Exercise input: Begin
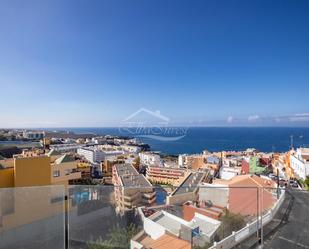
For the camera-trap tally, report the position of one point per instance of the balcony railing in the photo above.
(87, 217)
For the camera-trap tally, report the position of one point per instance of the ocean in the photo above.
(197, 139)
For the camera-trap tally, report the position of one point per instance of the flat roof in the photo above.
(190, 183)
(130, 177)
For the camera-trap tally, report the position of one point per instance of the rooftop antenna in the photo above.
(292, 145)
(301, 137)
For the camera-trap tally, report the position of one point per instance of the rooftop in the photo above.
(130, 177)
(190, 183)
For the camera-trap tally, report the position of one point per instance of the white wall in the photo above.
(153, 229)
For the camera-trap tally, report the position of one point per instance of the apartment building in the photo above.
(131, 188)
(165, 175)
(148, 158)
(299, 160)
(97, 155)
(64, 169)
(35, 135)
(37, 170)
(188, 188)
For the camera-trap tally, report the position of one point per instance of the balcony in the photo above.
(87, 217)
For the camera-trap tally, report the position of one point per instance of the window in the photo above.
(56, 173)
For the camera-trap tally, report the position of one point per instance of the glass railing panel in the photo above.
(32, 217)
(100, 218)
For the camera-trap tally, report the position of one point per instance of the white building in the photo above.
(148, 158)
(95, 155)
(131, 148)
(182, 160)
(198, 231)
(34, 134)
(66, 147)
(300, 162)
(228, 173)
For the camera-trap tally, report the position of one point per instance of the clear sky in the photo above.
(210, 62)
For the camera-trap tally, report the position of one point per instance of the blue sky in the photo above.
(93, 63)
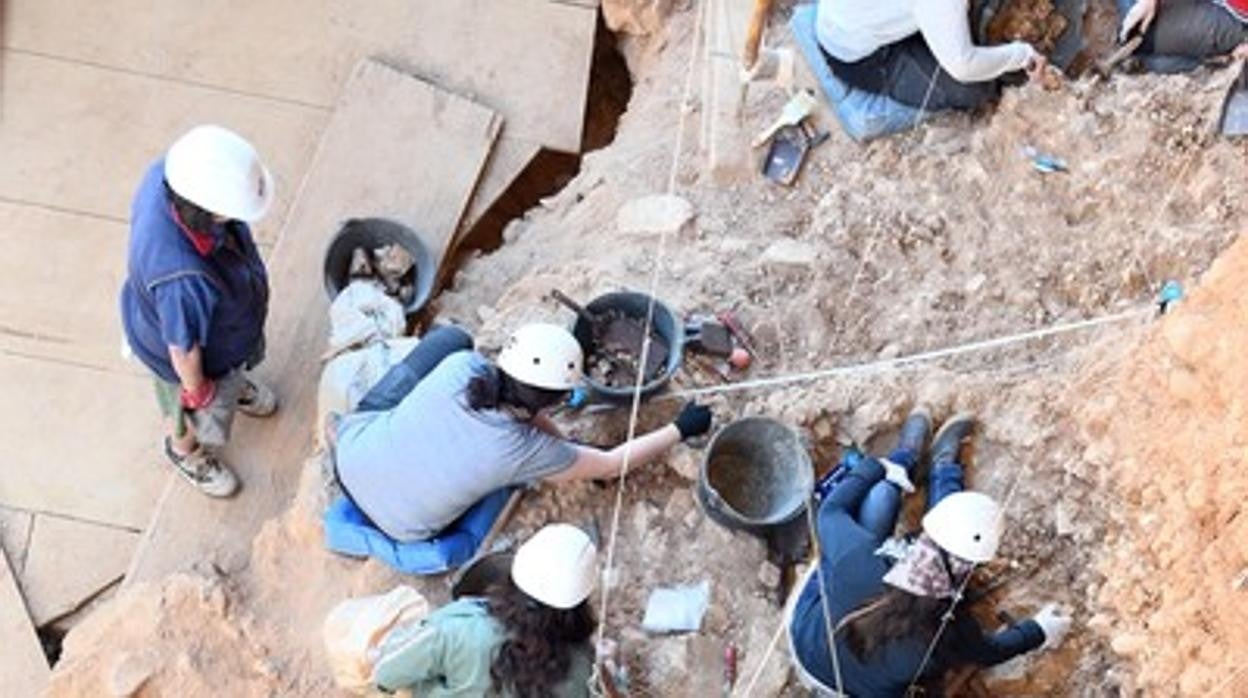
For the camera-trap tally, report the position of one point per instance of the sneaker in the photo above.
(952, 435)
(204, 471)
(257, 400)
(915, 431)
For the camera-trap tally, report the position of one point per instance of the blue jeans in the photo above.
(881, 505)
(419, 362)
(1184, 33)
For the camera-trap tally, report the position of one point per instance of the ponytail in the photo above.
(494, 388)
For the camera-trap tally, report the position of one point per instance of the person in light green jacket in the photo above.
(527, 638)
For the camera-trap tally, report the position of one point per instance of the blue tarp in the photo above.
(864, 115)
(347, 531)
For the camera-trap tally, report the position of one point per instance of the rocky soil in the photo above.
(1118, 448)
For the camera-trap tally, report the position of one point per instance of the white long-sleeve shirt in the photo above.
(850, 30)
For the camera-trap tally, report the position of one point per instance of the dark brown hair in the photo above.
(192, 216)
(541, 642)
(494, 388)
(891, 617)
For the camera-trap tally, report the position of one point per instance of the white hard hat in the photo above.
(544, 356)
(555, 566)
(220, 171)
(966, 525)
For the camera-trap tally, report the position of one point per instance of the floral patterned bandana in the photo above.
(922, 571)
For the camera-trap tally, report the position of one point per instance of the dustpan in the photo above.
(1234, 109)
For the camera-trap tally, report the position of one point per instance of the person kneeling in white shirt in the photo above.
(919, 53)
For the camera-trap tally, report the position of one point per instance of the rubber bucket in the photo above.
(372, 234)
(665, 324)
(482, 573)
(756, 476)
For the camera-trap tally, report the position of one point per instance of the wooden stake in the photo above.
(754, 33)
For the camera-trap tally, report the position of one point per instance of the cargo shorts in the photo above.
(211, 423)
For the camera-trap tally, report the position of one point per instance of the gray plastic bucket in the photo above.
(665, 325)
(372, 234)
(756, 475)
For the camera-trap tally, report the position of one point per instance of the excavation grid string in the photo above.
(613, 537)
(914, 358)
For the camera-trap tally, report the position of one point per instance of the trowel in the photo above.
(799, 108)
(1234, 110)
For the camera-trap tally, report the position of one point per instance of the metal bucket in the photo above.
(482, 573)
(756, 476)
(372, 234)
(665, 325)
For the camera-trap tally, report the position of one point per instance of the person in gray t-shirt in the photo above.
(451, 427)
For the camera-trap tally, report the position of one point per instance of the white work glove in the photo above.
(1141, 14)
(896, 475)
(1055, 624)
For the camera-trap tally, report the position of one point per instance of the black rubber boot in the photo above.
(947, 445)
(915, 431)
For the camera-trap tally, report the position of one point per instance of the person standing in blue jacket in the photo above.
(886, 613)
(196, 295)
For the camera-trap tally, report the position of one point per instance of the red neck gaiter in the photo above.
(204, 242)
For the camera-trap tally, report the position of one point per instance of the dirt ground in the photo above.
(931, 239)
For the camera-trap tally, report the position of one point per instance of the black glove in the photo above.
Exercise input: End
Exercise input: Begin
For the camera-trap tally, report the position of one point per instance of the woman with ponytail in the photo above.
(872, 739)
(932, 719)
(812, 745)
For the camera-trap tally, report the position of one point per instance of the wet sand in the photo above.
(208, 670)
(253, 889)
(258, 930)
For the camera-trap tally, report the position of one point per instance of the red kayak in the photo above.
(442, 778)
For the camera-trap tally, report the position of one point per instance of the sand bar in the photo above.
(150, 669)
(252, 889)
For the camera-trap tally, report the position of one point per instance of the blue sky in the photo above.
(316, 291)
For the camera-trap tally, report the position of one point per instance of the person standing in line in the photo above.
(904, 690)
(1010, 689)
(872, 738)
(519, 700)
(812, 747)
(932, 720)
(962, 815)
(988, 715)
Exercise input: End
Exercise input: Begin
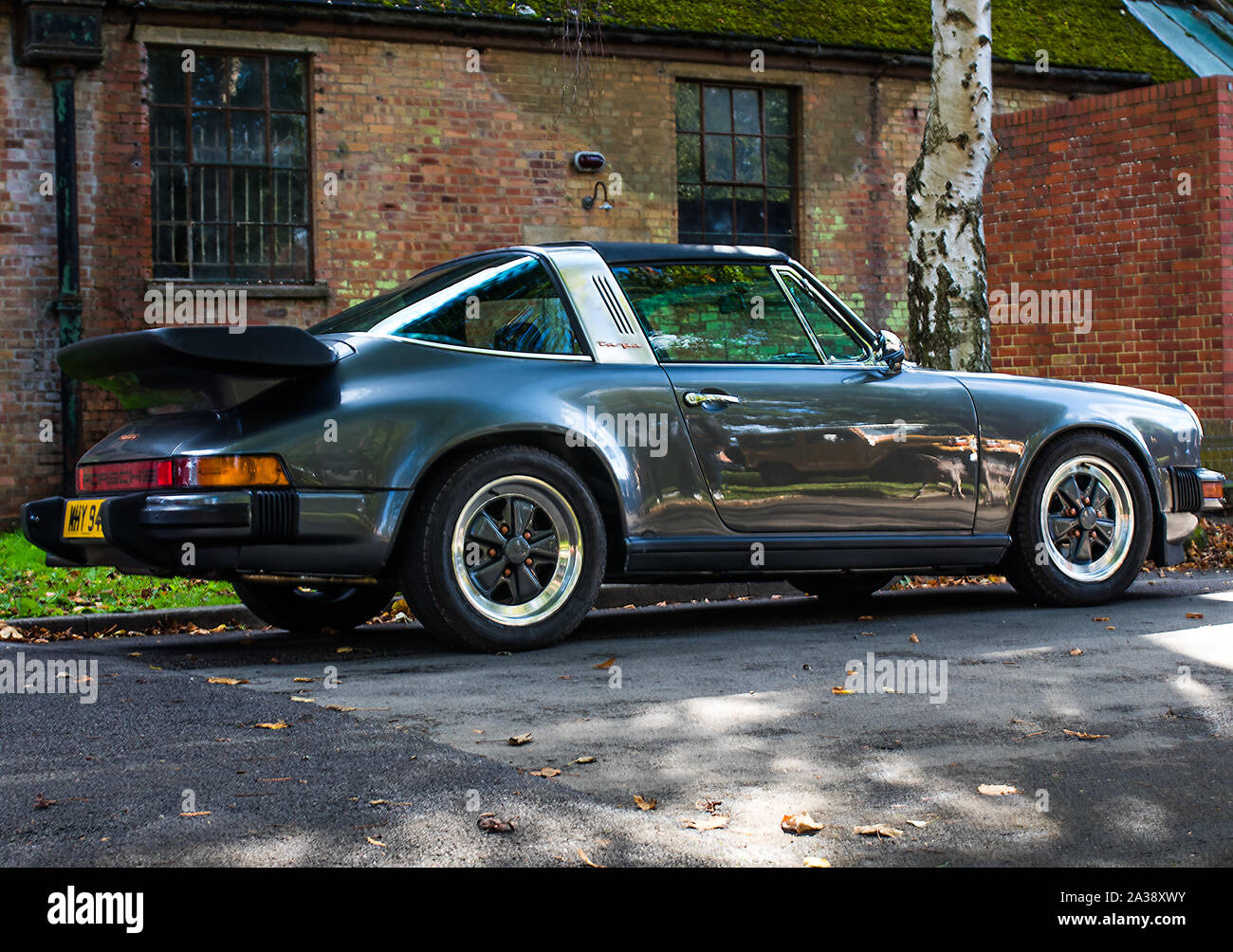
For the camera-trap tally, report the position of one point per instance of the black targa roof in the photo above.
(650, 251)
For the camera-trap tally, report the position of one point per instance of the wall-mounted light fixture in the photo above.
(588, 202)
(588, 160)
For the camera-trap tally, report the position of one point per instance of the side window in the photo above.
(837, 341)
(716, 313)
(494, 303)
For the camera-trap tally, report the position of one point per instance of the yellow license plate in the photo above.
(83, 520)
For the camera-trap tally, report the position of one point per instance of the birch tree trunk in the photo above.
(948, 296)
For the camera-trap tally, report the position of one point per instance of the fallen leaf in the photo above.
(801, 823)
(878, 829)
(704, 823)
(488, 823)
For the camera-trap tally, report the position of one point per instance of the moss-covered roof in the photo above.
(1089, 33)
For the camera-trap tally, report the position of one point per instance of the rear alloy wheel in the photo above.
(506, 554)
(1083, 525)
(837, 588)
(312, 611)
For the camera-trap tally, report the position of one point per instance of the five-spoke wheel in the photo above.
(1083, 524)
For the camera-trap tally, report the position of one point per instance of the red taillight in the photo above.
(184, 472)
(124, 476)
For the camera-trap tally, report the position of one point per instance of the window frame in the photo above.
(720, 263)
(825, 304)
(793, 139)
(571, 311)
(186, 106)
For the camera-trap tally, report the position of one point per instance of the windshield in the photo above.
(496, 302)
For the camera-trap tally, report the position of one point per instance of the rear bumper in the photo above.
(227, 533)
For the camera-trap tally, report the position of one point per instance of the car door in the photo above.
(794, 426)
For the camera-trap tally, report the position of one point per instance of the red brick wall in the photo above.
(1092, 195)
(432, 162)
Exercise input: End
Task prompt:
After locating the line holding "string in the photo above." above, output exactly that line and every line after it through the line holding "black glove in the photo above.". Include nothing else.

Answer to this problem:
For the camera-trap tally, report the position of one point per instance of the excavation grid string in the photo above.
(613, 537)
(914, 358)
For the camera-trap tally, report the position of one point per instance of the trowel in the photo above.
(799, 108)
(1234, 110)
For the camera-trap tally, report the position of one point per instance of the metal bucket in the photo above.
(482, 573)
(756, 476)
(372, 234)
(665, 325)
For the camera-trap tally, report the position of one point per instance of the person in gray t-shirt in the photo above.
(451, 427)
For the camera-trap tally, report the position of one point per instance of the white work glove in the photo above.
(1141, 14)
(896, 475)
(1055, 624)
For the camera-trap tally, report the position of one point per instance of the black rubber boot in the photo above.
(947, 445)
(915, 431)
For the camera-trap tally, report the position of one point per instance of the person standing in blue jacket in the photo above.
(886, 613)
(196, 295)
For the camera-trap tally, report the position of one point per instance of the red neck gaiter in the photo above.
(204, 242)
For the camera-trap tally, report the position of one point per instance of the dirt ground in the photo above.
(931, 239)
For the camera-trap tally, report the position of one point per instance of the black glove in the photo above.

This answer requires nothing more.